## TEXT SHOWN:
···

On appeal, the Supreme Court ruled that "the price in fact received at [a] foreclosure sale, so long as all the requirements of the State's foreclosure law have been complied with," constitutes "reasonably equivalent value" under § 548(a)(2), and rejected the argument that "reasonable equivalent value" means "fair market value" or "fair foreclosure price." Id. at 545. In reaching this conclusion, the Supreme Court noted that the term "fair market value" was used in §§ 346(j)(7)(B) and 522(a)(2), and that "[i]t is generally presumed that Congress acts intentionally and purposely when it includes particular language in one section of a statute but omits it in another." Id. at 537 (quoting Chicago v. Env't Def. Fund, 511 U.S. 328, 338 (1994)).

Section 346(j)(7) was deleted by the Bankruptcy Abuse Prevention and Consumer Protection Act of 2005.

The Supreme Court also acknowledged the reality that "market value, as it is commonly understood, has no applicability in the forced-sale context; indeed, it is the very antithesis of forced-sale value." Id. at 537. Put simply, "property that must be sold within those strictures is simply worth less." Id. at 539. The Supreme Court ruled that, to interpret "reasonably equivalent value" as "fair market value" would have the "profound effect" of placing "[t]he title of every piece of realty purchased at foreclosure . . . under a federally created cloud." Id. at 544.

Although § 547 does not use the term "reasonably equivalent value" found in § 548(a), some courts have applied BFP's holding and reasoning to conclude that a regularly conducted foreclosure sale cannot be avoided as a preference under § 547(b). See, e.g., In re Pulcini, 261 B.R. 836, 844 (Bankr. W.D. Pa. 2001) ("[The rationale of BFP] compels the conclusion that a pre-petition transfer of a debtor's interest in real property to a lien creditor who purchases the property at a regularly-conducted, non-collusive sheriff's sale and who then sells the property to a third party for an amount greater than the amount of its lien is not avoidable in accordance with § 547(b) as a preference."); Newman v. FIBSA Forwarding, Inc. (In re FIBSA Forwarding, Inc.), 230 B.R. 334, 340 (Bankr. S.D. Tex. 1999)("Although the Supreme Court decision in BFP is not directly on point, it nevertheless controls this decision because its principal rationale is applicable."), aff'd, 244 B.R. 94 (S.D. Tex. 1999) ("If the price received at a foreclosure is reasonably equivalent to the value of the property sold, then parity of reasoning would suggest that such a foreclosure sale would not have the effect of 'enabl[ing] such creditor to receive more than such creditor would receive' in a chapter 7."); Cottrell v. United States (In re Cottrell), 213 B.R. 378, 383 (Bankr. M.D. Ala.1996) (finding that BFP "is equally applicable to" avoidance under §§ 547 and 548).

···

## STORED ROWS:
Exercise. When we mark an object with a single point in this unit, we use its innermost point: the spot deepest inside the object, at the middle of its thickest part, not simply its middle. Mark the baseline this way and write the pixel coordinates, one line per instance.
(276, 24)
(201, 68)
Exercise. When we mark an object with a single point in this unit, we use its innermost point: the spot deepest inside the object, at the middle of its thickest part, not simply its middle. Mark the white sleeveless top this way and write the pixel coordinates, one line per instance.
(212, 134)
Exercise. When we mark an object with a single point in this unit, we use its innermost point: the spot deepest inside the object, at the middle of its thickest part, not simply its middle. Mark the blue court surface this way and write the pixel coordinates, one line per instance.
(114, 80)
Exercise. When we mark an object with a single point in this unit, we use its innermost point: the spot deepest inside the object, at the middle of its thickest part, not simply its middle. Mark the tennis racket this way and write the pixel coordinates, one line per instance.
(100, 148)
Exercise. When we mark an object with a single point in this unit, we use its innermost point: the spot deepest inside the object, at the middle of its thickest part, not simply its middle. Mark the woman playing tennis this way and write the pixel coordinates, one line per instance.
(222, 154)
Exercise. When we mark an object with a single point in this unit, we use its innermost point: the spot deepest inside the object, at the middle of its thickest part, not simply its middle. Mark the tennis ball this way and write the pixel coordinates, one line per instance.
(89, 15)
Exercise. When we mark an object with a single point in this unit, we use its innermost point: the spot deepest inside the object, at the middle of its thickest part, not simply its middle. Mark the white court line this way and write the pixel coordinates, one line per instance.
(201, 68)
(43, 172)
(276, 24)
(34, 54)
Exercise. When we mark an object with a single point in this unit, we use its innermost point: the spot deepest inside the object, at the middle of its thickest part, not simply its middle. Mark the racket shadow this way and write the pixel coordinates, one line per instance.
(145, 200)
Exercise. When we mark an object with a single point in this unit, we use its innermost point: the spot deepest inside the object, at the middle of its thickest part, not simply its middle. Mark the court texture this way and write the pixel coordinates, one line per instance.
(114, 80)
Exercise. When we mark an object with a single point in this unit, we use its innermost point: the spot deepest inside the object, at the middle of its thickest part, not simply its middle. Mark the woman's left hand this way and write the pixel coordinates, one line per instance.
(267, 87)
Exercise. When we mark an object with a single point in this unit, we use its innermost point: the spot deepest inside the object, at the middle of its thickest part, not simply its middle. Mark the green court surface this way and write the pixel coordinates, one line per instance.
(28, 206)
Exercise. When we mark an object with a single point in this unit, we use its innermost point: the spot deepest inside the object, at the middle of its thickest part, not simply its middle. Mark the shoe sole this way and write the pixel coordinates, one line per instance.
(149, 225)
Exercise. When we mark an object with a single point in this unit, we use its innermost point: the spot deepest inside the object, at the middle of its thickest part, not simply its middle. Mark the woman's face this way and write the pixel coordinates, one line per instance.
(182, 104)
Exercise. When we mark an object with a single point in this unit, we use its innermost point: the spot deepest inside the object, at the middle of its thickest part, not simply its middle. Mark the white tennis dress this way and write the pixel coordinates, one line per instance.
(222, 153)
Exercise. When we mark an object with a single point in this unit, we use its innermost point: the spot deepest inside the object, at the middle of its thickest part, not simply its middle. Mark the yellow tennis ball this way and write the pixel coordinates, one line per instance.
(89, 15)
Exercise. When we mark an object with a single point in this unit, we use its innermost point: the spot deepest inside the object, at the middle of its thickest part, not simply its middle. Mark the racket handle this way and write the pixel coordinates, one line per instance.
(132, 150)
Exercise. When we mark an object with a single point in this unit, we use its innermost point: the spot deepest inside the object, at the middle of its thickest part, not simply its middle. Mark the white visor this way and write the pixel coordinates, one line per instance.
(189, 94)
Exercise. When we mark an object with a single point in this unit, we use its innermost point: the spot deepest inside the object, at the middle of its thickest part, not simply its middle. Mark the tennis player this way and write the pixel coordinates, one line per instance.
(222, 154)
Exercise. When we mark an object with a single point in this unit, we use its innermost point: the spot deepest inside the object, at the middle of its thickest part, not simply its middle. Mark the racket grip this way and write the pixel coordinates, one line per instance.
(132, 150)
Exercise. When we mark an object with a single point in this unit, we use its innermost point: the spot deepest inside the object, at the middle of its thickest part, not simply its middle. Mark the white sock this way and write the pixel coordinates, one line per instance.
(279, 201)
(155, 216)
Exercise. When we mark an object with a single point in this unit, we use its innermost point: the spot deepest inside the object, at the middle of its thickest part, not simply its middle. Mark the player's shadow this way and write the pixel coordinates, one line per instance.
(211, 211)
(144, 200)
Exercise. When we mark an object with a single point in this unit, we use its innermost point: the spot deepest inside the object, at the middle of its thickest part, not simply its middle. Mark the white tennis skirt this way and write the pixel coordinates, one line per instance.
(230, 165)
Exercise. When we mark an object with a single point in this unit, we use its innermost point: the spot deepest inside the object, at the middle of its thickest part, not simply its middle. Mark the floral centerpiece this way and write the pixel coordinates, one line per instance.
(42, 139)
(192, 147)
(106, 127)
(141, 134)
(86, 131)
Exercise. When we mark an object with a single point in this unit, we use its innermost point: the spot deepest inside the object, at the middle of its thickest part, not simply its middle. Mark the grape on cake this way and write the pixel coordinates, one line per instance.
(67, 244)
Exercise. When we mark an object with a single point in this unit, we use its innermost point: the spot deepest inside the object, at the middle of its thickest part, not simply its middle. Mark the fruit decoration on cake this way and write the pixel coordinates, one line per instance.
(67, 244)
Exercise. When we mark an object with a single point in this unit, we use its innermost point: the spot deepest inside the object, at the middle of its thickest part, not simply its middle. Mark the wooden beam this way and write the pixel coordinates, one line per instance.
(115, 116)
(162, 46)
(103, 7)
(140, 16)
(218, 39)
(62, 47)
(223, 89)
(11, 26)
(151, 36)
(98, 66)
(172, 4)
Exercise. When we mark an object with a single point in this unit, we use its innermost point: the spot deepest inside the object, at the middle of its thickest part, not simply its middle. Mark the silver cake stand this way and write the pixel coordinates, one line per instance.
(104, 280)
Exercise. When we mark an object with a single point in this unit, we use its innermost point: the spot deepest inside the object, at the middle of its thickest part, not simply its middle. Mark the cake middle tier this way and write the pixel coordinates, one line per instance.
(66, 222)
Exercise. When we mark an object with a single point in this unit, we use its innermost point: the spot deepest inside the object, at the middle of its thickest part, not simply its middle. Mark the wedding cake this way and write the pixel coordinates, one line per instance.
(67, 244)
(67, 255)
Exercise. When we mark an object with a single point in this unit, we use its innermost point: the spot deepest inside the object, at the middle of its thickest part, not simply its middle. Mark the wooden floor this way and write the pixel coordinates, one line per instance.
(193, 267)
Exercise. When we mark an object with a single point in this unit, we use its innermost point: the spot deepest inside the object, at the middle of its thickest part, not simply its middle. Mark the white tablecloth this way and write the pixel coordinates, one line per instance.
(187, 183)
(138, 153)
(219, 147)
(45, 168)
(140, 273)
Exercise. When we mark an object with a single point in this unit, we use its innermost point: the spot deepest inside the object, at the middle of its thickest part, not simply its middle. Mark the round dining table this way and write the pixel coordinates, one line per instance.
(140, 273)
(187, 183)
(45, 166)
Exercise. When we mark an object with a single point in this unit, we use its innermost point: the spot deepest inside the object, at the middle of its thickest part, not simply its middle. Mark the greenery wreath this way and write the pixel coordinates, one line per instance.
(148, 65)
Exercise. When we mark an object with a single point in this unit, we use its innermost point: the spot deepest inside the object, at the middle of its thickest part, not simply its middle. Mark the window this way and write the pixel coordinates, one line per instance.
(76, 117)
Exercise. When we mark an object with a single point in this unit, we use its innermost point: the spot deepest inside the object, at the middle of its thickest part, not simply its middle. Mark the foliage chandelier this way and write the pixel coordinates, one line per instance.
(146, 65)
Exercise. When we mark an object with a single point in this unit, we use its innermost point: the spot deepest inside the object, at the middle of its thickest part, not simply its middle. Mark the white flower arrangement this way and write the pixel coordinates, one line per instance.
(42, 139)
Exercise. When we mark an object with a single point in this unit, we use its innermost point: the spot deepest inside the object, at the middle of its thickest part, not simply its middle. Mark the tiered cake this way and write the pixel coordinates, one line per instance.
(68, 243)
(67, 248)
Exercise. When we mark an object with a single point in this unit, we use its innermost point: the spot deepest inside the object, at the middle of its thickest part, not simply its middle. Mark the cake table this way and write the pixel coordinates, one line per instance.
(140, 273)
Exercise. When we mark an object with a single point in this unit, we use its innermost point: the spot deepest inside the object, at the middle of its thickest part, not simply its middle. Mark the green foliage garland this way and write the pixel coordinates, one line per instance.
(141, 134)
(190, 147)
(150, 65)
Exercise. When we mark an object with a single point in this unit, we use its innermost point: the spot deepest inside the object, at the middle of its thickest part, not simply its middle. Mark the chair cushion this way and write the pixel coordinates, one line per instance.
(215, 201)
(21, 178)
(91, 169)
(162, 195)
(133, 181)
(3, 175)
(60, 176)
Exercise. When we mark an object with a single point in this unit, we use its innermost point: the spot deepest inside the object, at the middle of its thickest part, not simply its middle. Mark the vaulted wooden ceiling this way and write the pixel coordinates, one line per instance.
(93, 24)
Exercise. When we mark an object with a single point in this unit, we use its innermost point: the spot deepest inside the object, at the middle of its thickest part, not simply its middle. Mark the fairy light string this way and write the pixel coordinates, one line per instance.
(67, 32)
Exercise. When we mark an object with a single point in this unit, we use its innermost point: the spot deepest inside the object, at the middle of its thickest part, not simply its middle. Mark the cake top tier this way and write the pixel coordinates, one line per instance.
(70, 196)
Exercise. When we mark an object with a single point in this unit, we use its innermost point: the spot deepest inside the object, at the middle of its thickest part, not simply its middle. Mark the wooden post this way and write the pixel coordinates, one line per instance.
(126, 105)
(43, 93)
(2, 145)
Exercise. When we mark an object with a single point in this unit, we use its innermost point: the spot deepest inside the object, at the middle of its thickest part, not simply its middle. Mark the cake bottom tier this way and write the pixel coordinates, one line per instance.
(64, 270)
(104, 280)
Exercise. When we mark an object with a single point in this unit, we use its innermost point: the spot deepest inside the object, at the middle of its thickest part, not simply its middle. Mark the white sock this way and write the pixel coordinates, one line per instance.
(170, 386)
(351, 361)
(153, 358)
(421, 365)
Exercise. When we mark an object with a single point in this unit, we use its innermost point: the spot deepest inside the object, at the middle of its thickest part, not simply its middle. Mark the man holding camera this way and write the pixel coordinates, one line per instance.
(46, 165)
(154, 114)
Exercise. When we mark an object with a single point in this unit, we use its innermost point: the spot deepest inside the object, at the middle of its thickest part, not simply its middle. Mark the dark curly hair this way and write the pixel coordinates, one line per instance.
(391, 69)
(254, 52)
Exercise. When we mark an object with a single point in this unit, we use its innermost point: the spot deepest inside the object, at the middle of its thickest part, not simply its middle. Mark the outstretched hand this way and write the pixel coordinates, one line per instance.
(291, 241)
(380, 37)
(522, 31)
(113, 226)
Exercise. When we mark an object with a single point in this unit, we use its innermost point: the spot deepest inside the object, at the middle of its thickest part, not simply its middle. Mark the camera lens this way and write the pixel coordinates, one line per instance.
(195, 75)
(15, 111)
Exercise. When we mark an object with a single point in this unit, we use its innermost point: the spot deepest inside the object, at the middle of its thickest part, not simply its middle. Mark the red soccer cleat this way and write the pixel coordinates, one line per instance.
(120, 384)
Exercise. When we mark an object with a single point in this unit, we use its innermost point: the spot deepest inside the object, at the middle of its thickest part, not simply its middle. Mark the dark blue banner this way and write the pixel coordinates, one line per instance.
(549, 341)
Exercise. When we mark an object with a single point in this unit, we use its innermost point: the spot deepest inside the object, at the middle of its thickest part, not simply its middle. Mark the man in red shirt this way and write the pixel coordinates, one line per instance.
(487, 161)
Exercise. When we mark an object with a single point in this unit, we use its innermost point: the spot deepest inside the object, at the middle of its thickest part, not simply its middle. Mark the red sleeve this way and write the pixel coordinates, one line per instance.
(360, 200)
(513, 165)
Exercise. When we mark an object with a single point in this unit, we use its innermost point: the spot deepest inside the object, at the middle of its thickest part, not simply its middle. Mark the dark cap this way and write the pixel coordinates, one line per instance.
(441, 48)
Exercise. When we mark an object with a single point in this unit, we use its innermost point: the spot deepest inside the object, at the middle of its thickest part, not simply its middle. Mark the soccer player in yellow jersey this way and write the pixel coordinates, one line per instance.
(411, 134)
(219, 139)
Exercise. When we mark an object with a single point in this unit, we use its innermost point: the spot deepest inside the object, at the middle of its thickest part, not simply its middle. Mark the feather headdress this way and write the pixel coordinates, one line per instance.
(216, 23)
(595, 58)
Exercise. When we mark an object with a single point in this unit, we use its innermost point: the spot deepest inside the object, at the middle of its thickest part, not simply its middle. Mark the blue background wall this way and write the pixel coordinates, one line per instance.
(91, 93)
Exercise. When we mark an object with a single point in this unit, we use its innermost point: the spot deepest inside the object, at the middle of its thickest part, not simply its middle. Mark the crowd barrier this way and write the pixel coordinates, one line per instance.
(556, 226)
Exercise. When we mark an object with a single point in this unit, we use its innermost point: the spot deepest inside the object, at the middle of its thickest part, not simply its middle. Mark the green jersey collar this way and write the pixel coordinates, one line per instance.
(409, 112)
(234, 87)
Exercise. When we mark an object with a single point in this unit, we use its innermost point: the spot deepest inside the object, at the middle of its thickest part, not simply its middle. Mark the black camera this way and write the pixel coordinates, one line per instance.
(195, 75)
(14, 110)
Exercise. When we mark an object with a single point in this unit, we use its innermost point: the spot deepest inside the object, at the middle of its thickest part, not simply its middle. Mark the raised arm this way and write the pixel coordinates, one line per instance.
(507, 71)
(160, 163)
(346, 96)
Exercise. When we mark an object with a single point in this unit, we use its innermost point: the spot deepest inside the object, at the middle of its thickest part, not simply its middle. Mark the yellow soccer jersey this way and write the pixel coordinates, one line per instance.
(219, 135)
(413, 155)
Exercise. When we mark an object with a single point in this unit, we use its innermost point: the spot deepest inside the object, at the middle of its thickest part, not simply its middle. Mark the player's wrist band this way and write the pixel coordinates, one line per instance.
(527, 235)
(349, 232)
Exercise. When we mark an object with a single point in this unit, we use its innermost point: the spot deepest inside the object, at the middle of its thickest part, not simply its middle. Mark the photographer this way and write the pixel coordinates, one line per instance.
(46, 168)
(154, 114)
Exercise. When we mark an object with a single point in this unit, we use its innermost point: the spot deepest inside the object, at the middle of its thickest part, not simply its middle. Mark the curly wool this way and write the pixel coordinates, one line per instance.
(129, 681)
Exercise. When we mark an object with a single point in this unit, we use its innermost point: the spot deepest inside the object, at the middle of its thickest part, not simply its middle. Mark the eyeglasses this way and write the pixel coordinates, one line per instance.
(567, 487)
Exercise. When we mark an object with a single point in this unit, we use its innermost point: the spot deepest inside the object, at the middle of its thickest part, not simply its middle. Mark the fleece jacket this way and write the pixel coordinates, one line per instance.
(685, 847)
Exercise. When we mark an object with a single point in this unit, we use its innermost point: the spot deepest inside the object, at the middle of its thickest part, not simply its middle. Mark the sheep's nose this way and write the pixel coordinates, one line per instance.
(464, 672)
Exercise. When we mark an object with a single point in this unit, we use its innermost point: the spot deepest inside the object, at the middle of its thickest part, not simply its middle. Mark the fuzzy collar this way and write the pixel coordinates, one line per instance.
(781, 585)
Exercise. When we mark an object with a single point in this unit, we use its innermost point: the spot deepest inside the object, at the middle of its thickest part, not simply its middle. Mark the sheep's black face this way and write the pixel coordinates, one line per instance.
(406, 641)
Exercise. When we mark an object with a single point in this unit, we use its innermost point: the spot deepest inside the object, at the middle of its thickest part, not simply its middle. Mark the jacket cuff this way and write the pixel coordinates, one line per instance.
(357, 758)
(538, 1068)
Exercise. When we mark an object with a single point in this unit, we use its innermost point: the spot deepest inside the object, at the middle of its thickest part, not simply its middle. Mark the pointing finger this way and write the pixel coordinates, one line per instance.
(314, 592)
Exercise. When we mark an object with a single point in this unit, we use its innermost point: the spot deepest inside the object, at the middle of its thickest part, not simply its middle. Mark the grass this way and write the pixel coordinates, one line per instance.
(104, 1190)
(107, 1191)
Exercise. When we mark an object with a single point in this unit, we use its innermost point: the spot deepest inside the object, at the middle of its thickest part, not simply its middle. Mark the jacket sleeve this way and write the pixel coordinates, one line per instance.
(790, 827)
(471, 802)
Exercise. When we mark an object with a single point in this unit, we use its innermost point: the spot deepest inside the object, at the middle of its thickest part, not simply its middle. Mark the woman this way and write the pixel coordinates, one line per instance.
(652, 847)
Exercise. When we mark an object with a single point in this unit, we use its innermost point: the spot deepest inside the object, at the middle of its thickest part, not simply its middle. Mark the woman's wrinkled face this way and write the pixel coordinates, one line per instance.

···

## REQUIRED TASK A:
In the foreclosure passage, which law deleted Section 346(j)(7)?
## REQUIRED TASK B:
Print everything in the foreclosure passage from "On appeal, the" down to "Act of 2005.".

## ANSWER A:
The Bankruptcy Abuse Prevention and Consumer Protection Act of 2005.

## ANSWER B:
On appeal, the Supreme Court ruled that "the price in fact received at [a] foreclosure sale, so long as all the requirements of the State's foreclosure law have been complied with," constitutes "reasonably equivalent value" under § 548(a)(2), and rejected the argument that "reasonable equivalent value" means "fair market value" or "fair foreclosure price." Id. at 545. In reaching this conclusion, the Supreme Court noted that the term "fair market value" was used in §§ 346(j)(7)(B) and 522(a)(2), and that "[i]t is generally presumed that Congress acts intentionally and purposely when it includes particular language in one section of a statute but omits it in another." Id. at 537 (quoting Chicago v. Env't Def. Fund, 511 U.S. 328, 338 (1994)).

Section 346(j)(7) was deleted by the Bankruptcy Abuse Prevention and Consumer Protection Act of 2005.